[Exercise material]

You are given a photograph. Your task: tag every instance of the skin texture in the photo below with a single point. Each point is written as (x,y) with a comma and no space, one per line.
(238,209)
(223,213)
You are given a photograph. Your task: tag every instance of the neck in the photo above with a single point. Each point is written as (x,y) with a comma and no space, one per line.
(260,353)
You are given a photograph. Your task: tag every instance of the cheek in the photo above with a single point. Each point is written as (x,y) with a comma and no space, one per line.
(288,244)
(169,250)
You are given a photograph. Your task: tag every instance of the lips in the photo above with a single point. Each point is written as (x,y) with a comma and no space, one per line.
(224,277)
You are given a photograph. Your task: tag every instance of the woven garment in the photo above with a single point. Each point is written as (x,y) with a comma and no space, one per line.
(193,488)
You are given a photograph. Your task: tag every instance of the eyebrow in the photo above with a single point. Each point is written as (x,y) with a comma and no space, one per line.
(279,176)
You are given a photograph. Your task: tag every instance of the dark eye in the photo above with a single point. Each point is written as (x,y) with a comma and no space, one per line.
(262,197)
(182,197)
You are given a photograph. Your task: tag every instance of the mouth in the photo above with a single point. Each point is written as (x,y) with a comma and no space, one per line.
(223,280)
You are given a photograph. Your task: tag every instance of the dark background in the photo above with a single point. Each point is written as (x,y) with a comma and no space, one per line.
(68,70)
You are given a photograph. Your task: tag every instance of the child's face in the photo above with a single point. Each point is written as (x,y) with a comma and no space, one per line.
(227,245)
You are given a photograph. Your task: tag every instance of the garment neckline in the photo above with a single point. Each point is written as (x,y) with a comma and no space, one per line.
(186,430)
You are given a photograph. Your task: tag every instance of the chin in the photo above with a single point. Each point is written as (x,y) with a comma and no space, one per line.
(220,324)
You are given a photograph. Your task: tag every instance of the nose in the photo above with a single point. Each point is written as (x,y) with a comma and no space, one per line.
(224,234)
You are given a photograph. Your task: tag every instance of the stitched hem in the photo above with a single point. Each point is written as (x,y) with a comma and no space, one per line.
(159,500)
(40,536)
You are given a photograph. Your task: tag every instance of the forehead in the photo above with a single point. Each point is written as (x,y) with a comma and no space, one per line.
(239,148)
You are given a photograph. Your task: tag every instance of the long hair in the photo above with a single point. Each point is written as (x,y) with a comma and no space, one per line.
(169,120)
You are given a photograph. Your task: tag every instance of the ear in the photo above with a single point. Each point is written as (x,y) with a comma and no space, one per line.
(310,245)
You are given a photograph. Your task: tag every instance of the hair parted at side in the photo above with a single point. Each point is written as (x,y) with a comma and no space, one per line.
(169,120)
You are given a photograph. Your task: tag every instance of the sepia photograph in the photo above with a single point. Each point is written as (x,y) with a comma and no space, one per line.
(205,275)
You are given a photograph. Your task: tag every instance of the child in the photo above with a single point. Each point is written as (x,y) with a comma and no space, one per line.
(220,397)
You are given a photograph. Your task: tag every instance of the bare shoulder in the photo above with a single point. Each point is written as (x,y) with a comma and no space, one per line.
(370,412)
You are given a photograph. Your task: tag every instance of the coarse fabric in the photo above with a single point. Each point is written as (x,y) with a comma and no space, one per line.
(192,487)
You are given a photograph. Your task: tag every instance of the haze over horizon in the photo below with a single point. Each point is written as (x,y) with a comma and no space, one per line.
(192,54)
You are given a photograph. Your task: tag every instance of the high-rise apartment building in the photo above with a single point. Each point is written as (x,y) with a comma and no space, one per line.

[/Exercise material]

● To do: Lines from the one containing "of the sepia" through the last line of the records, both included, are the only ones to print, each exactly as it is.

● Output below:
You are given a photograph. Your task: tag every instance of the sepia photograph in the photo above with a single point. Each point is written as (x,y) with a comma and no space, one per line.
(205,275)
You are given a photograph. Your task: tag every instance of the child in the photo above with a single point. Each point is written as (x,y) with a comma and no space, one per line.
(220,397)
You are given a photograph. Your task: tag every instance of the bare shoulder in the photo above with a single point. Each point is written as (x,y) with a comma and no space, one per line.
(370,412)
You are given a photograph. Your task: tag every instance of the coarse fabric in the photo above with a single point. Each point is written as (x,y) with a comma and no space, one per line.
(192,487)
You are given a photograph. Your task: tag every instance of the haze over horizon in the photo below with a single point. Each point is written as (x,y) with a comma and no space, one per line.
(192,54)
You are given a photograph. Your task: tag every instance of the high-rise apartment building in the photo above with a single point. Each point is written as (x,y) with a comma and no space, one per line.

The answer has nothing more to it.